● Objectif:
Transcrivez intégralement le texte ci-dessous sur les nouvelles technologies et la pédagogie, sans en modifier un seul caractère.

● Document:
::::::::
Pour nous, les nouvelles technologies ne sont pas de la technique mais, pour
l'essentiel, de la pédagogie. Je rejoindrai la conclusion du
président François-Poncet en disant que le problème majeur
n'est pas technique mais davantage un problème de révolution des
esprits. C'est à ce niveau qu'il faut agir.
C'est pourquoi je me soucie fortement du fait que la mise en place de ces
nouvelles technologies ne soit pas contradictoire avec la logique qu'elle
présuppose.
Ceci implique de ne pas omettre de se soucier du contenu et des acteurs qui
vont l'utiliser. Je refuse donc -et la région est dans le même
état d'esprit- d'équiper un établissement qui ne dispose
pas de projet ni d'acteurs, car je sais que les instruments resteront au
placard.
Je me méfie des bilans quantitatifs, certes très lisibles, mais
qui ne permettent pas de savoir ce qui fonctionne réellement !
Il convient donc de mettre l'accent sur l'importance décisive de la
sensibilisation et de la formation. Il s'agit de convaincre les sceptiques, de
faire tomber les réticences et de susciter des vocations.
Dès lors, il faut rassurer les professeurs de base sur les
difficultés, bien distinguer les personnes "ressources-techniques" des
professeurs de base et insister sur le fait que cela ne diminue pas le
rôle de ces derniers mais le transforme !
Il faut donc éviter d'en rester à une petite minorité
-danger des établissements expérimentaux- et prendre son temps,
en allant à un rythme déterminé, sans bousculer les
choses, ni décourager les volontés.
::::::::
● Données:
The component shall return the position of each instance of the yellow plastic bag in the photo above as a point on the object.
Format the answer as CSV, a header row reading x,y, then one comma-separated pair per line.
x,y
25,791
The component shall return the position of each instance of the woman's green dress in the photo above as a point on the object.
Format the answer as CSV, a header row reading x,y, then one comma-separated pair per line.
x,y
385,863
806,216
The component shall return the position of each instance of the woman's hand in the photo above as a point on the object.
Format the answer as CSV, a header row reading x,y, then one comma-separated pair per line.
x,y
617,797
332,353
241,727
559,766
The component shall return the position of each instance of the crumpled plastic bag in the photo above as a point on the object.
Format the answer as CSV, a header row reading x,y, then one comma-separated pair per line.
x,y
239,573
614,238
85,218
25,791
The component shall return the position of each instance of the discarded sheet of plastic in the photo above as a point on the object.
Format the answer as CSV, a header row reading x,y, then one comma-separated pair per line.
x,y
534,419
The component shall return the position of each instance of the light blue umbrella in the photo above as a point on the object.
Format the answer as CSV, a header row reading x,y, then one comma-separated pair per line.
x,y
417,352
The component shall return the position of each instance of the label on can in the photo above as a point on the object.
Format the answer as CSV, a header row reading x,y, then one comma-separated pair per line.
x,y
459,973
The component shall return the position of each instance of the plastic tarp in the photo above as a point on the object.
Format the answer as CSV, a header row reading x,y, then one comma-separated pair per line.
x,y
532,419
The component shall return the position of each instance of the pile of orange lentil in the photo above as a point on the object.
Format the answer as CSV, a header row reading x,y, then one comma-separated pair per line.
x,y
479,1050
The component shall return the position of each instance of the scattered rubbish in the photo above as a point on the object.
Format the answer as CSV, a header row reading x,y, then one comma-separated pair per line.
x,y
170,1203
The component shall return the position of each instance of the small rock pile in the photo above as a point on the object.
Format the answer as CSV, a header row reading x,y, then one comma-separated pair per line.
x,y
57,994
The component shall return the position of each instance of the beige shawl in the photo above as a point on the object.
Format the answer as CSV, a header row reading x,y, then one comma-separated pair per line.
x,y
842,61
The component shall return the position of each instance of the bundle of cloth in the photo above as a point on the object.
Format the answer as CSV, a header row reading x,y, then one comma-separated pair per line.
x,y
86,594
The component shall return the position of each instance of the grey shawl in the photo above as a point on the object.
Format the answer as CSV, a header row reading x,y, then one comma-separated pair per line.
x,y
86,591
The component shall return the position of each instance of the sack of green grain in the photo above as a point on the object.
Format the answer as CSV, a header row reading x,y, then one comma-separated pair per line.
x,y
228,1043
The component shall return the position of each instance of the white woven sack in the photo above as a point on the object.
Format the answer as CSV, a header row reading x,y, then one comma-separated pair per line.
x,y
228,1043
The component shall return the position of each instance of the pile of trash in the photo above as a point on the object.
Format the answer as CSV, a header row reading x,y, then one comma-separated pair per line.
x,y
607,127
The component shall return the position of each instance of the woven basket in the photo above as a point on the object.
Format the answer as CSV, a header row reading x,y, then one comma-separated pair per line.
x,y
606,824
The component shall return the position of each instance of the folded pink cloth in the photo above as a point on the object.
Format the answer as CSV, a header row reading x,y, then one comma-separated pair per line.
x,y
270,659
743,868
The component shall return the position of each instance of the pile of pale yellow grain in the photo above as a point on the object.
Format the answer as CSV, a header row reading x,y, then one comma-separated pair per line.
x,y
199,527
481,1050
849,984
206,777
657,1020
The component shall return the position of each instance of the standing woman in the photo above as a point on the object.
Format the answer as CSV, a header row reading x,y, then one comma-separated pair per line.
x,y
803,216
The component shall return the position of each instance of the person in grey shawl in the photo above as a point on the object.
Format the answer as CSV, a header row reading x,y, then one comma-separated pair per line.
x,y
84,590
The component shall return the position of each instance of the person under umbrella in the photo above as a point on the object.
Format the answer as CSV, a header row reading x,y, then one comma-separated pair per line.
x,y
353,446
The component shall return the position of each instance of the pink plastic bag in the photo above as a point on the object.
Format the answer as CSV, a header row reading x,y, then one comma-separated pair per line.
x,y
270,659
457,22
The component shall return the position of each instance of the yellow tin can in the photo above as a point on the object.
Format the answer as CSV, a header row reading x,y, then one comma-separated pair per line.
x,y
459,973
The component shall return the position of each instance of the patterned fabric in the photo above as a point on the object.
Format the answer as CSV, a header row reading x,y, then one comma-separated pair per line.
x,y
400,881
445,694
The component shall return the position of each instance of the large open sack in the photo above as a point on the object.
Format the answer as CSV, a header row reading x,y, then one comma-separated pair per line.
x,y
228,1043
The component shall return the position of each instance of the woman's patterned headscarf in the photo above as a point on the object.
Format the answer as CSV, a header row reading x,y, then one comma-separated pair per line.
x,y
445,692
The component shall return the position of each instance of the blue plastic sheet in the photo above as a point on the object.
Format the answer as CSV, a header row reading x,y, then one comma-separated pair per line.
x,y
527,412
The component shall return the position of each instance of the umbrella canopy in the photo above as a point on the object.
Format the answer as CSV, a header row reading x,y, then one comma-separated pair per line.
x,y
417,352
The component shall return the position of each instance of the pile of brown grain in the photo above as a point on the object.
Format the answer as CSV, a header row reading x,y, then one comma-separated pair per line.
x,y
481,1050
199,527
::::::::
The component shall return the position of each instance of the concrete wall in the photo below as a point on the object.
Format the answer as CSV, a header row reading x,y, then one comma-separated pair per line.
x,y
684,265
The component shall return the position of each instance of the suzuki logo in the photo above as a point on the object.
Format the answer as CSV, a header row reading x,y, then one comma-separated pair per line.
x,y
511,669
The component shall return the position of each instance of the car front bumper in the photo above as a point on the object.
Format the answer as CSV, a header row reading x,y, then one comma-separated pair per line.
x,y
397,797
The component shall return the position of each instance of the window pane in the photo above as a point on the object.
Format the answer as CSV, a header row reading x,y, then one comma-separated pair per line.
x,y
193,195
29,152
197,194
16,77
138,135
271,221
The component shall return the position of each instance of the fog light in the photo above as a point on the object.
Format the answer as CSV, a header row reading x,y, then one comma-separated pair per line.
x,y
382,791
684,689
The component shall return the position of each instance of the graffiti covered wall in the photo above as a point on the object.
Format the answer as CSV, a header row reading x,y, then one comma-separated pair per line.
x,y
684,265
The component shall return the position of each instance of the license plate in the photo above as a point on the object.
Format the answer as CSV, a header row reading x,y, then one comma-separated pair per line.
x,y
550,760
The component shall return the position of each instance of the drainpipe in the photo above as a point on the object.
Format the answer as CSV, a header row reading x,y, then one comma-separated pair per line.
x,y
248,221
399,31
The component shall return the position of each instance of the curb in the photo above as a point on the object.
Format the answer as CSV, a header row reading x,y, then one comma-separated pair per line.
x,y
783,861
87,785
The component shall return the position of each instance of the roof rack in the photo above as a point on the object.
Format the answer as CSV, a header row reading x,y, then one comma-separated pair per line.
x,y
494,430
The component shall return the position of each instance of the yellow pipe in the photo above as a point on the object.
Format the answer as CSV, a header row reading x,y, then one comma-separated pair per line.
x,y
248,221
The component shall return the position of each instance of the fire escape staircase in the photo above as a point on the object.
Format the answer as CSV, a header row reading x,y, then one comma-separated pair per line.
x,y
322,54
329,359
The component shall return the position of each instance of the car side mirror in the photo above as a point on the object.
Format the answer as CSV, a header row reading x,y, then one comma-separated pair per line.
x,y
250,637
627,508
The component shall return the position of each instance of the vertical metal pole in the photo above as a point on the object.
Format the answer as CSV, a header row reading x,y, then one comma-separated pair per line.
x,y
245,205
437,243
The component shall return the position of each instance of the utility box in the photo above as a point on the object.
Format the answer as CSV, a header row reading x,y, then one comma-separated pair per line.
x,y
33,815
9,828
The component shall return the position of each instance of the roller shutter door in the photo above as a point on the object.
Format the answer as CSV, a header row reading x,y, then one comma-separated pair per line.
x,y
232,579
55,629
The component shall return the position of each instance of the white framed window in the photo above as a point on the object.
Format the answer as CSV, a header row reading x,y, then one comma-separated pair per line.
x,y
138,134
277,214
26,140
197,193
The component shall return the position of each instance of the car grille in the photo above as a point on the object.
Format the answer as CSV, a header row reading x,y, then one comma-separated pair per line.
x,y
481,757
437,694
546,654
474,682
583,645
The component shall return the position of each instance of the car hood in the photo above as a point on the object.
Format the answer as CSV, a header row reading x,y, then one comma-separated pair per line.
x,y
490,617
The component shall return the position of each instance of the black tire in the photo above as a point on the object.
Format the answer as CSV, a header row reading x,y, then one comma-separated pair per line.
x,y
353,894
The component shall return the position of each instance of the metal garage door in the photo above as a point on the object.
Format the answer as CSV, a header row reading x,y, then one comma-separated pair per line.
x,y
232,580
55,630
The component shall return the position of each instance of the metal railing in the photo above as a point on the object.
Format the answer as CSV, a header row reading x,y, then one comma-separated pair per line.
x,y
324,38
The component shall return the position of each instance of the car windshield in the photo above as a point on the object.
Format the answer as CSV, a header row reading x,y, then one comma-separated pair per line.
::::::::
● Tâche réalisée:
Pour nous, les nouvelles technologies ne sont pas de la technique mais, pour
l'essentiel, de la pédagogie. Je rejoindrai la conclusion du
président François-Poncet en disant que le problème majeur
n'est pas technique mais davantage un problème de révolution des
esprits. C'est à ce niveau qu'il faut agir.
C'est pourquoi je me soucie fortement du fait que la mise en place de ces
nouvelles technologies ne soit pas contradictoire avec la logique qu'elle
présuppose.
Ceci implique de ne pas omettre de se soucier du contenu et des acteurs qui
vont l'utiliser. Je refuse donc -et la région est dans le même
état d'esprit- d'équiper un établissement qui ne dispose
pas de projet ni d'acteurs, car je sais que les instruments resteront au
placard.
Je me méfie des bilans quantitatifs, certes très lisibles, mais
qui ne permettent pas de savoir ce qui fonctionne réellement !
Il convient donc de mettre l'accent sur l'importance décisive de la
sensibilisation et de la formation. Il s'agit de convaincre les sceptiques, de
faire tomber les réticences et de susciter des vocations.
Dès lors, il faut rassurer les professeurs de base sur les
difficultés, bien distinguer les personnes "ressources-techniques" des
professeurs de base et insister sur le fait que cela ne diminue pas le
rôle de ces derniers mais le transforme !
Il faut donc éviter d'en rester à une petite minorité
-danger des établissements expérimentaux- et prendre son temps,
en allant à un rythme déterminé, sans bousculer les
choses, ni décourager les volontés.